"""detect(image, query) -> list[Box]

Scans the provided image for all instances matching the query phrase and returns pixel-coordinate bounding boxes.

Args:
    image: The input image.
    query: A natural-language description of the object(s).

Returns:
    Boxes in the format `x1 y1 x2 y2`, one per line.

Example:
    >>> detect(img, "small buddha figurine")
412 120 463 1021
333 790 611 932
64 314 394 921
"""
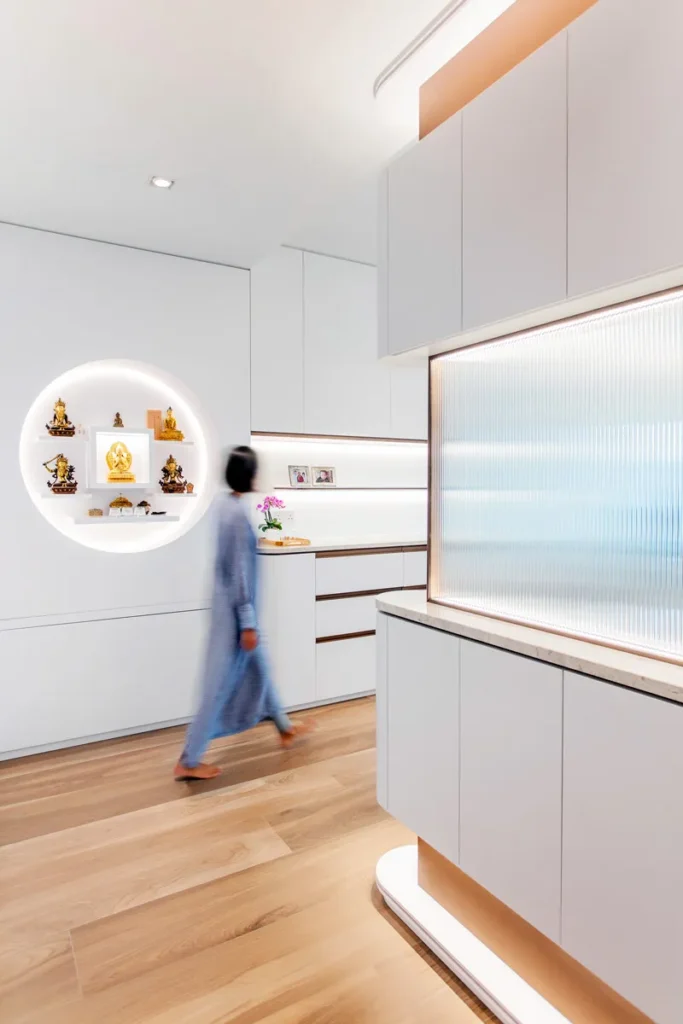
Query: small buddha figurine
158 406 184 442
159 453 187 493
43 453 78 494
46 397 75 437
106 441 136 483
113 412 124 428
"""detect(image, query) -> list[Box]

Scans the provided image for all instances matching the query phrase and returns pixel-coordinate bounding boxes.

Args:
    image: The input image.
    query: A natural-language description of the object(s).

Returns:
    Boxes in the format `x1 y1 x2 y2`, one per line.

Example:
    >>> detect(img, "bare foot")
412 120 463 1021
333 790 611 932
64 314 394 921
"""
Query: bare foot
280 718 316 750
174 761 222 781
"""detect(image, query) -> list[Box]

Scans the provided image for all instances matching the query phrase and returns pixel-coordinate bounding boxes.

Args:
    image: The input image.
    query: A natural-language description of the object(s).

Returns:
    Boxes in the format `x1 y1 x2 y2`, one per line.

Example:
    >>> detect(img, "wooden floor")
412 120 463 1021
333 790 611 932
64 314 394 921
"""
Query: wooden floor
0 698 499 1023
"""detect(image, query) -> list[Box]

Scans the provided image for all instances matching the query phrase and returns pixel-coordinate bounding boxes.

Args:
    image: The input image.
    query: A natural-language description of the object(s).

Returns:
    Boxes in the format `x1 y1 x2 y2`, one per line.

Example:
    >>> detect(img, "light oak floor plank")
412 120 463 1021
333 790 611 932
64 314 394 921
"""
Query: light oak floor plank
1 698 498 1024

* [Task directions]: Repeat the material above word for word; no images go in the copy.

* [Solution]:
"""detect(image, query) -> list[Box]

Scans the provided image for all instances matching the query phrase and returns pixel-coordinate bounding boxes.

Args:
    image: The input image.
    query: A natural-language description of the object(s).

Returns:
    Boxes in the format `x1 y1 x2 y2`, one per line.

Example:
    >>> detect(img, "small buddha figurine")
412 120 463 1021
333 790 611 932
64 314 394 921
"""
Query: small buddha figurine
158 406 184 442
159 453 187 493
43 453 78 494
46 397 75 437
106 441 136 483
113 412 124 428
"""detect(image, query) -> list[Box]

Scans the provided image for all instances matching the query phrase and returns pixel-coordinate bounding boxes.

Args:
    image: The input image.
    query: A natural-language description of the object(s).

Returns:
    Boxes in the format `x1 y1 x2 y2`, one per line.

Example:
    >>> detect(img, "bare foot")
412 120 463 1021
333 790 611 932
64 314 394 921
"""
Query: bare foot
280 718 316 750
174 761 222 781
"""detect(image, query) -> list[Box]

Scans the provided image for all instances matching the query phrase and returns pixel-coordinate bounding boxes.

Args:
    image: The input image.
    query: A natural-language description of the object(s).

Returns:
    Boxes in the format `x1 y1 x2 y2`, one per line.

Example:
    >>> detect(img, "wooden floor")
412 120 463 1021
333 790 611 932
64 314 394 921
"""
Query: wooden floor
0 698 499 1023
"""detect(image, query) -> list[Box]

Scans the provided image for all instances matching the query phrase and returns pixel-coordinate bounding boxes.

Args:
    image: The input image.
    query: A natural-language description of the object(s).

Returns:
    Boxes in the format `x1 y1 x2 y2`, one per line.

Example:
    >>> detect(img, "light oak floor plank")
412 120 463 1021
333 790 611 932
64 314 394 921
"""
Query: light oak floor plank
1 698 498 1024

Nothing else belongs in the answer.